» **INPUT MATERIAL**:

^^^^^^^^

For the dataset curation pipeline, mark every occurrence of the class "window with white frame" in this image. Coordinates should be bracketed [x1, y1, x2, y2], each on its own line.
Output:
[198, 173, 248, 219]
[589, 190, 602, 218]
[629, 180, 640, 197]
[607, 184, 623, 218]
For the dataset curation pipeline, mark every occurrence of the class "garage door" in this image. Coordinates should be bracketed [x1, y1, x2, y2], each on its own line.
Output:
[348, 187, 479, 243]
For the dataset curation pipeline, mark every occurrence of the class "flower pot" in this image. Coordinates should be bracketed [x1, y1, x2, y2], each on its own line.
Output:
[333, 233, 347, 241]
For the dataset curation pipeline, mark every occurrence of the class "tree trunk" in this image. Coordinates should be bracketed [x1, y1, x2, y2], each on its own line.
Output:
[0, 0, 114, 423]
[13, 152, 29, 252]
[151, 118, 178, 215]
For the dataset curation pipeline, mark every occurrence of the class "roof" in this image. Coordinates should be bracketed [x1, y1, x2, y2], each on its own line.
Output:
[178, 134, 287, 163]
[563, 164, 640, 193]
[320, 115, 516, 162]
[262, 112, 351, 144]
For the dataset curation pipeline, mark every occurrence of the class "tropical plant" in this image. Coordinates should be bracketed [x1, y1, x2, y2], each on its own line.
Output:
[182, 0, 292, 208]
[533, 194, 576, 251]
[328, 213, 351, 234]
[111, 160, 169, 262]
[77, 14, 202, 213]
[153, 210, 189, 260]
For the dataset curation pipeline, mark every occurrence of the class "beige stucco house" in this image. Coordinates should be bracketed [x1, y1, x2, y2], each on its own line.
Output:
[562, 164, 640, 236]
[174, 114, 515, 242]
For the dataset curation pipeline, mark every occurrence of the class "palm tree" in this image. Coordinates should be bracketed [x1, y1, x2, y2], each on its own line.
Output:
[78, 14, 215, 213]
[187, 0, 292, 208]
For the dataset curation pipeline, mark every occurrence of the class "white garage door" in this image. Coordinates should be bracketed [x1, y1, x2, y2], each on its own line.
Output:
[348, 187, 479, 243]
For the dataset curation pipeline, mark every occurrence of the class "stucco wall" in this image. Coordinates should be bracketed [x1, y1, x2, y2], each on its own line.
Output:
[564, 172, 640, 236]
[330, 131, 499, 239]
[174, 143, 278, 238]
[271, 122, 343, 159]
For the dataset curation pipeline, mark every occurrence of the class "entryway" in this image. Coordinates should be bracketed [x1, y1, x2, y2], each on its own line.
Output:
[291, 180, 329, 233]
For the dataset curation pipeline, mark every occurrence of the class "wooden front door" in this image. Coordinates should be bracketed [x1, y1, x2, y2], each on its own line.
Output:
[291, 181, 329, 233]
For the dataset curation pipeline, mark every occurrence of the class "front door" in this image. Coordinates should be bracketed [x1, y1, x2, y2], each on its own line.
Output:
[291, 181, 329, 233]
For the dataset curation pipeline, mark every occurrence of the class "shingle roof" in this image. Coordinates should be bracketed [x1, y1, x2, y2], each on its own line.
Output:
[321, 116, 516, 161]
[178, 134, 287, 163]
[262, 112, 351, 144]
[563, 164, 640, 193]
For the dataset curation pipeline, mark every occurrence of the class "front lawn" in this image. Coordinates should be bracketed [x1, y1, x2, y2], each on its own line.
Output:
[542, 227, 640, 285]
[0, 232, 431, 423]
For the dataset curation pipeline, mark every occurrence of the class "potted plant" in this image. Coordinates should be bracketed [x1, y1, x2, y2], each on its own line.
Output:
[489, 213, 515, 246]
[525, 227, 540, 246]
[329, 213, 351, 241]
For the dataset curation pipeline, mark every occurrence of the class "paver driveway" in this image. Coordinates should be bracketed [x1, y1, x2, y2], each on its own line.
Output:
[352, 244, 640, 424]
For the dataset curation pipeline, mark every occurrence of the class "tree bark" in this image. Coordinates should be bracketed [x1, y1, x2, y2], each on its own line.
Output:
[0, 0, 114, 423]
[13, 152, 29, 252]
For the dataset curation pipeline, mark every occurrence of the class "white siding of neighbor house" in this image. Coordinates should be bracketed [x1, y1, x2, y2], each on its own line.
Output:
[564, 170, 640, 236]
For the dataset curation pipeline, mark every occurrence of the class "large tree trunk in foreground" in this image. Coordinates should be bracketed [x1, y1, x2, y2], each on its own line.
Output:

^^^^^^^^

» **YOUR TASK**: Reproduce the listing above, replacing "mark every occurrence" with "label each instance" everywhere it appears and leaving everything else unchanged.

» **ANSWER TO THE TASK**:
For the dataset curation pipeline, label each instance of the class "window with white frame" in this image. Coordinates should be bracketed [x1, y1, x2, y2], each on its own line.
Output:
[198, 173, 248, 219]
[589, 190, 602, 218]
[629, 180, 640, 197]
[607, 184, 623, 218]
For the dataset curation pipeline, label each instance of the class "garage door" in this image. Coordinates should be bracketed [x1, y1, x2, y2], each on its own line.
Output:
[348, 187, 479, 243]
For the dataset curation pipeline, label each instance of the class "flower pot" in this image. Coordinates should be bracketed [x1, y1, x2, y2], each on its own line.
Output:
[333, 233, 347, 241]
For the dataset curation pipeline, label each instance of the class "tree trunk" in this image. Coordinates should be bracketed [x1, y1, x2, y2], each on its own line.
Output:
[0, 0, 114, 423]
[13, 152, 29, 252]
[151, 118, 178, 215]
For the dataset curation pipeline, label each instance of the class "roof" in this image. Coordinates should be bracketed [x1, y1, x2, y2], each on its own line.
Output:
[178, 134, 287, 163]
[563, 164, 640, 193]
[320, 115, 516, 162]
[262, 112, 351, 144]
For the dataset curation pipeline, label each instance of the class "tropical plant" in this image. Coordinates should be bracketed [x1, y1, x2, y2], each on its own line.
Output:
[182, 0, 292, 208]
[533, 194, 576, 251]
[328, 213, 351, 234]
[111, 160, 169, 262]
[77, 14, 202, 213]
[153, 210, 189, 260]
For the dataset curation pipeline, label each instance of the class "beige stucco house" in this image. Coordinates should be bracketed [x1, y1, x2, y2], each on its own line.
Output:
[562, 164, 640, 236]
[174, 114, 515, 242]
For the dataset curation pipeline, label each instance of the class "palm tree" in this image. Coordinates should be bracketed [x1, y1, x2, y2], each on its own line.
Output:
[78, 14, 215, 213]
[187, 0, 292, 208]
For the dataset curation pipeline, label each instance of the class "white garage door" in this image. Coordinates should be bracketed [x1, y1, x2, y2], each on its own line.
Output:
[348, 187, 479, 243]
For the dataset curation pipeline, label each instance of the class "stucco wall" in this image. Coordinates should be bracketed [x1, y1, x2, y2], each on its own line.
Output:
[564, 172, 640, 236]
[330, 131, 499, 239]
[174, 143, 278, 238]
[271, 122, 343, 159]
For the dataset curation pipeline, label each instance of the class "entryway" in this image. Coordinates should be bracketed [x1, y1, x2, y2], each on its own line.
Output:
[291, 180, 329, 233]
For the dataset curation pipeline, label each instance of the class "wooden front door" in this image. Coordinates should be bracketed [x1, y1, x2, y2], each on its own line.
Output:
[291, 181, 329, 233]
For the dataset curation pipeline, label each instance of the class "front door" in this image. Coordinates should be bracketed [x1, y1, x2, y2], each on its own line.
Output:
[291, 181, 329, 233]
For the dataset curation pipeline, label each instance of the class "shingle roof" in this image. Coordinates should be bracketed [x1, y1, x2, y2], each on its own line.
Output:
[321, 116, 516, 161]
[178, 134, 287, 163]
[262, 112, 351, 144]
[563, 164, 640, 193]
For the dataset curation pipeline, label each instance of the class "front lawn" in this image. Coordinates should be bracketed [x1, y1, x2, y2], each on its own line.
Output:
[542, 227, 640, 285]
[0, 232, 431, 423]
For the dataset curation pipeline, label each instance of the class "potted plant" in this image. Coordinates should be bracketed [x1, y1, x2, y2], each on its own line.
Output:
[489, 213, 515, 246]
[525, 227, 540, 246]
[329, 213, 351, 241]
For the dataset curation pipeline, label each instance of the class "paver driveway" in this image. Coordinates should be bracketed [x1, y1, x2, y2], each on its own line.
Output:
[352, 244, 640, 424]
For the dataset curation pipeline, label each instance of the class "tree bark" in this image. Coordinates should be bracketed [x1, y1, x2, y2], each on its own line.
Output:
[0, 0, 114, 423]
[13, 152, 29, 252]
For the dataset curation pipeline, label each instance of the class "white siding of neighbor house" in this image. Coordinates should be bracketed [x1, y1, x2, y2], each on its own line.
Output:
[564, 170, 640, 236]
For the dataset curation pipeline, label each instance of the class "large tree trunk in foreground" in this image. Coordinates should be bracketed [x1, y1, x2, y2], each on its own line.
Output:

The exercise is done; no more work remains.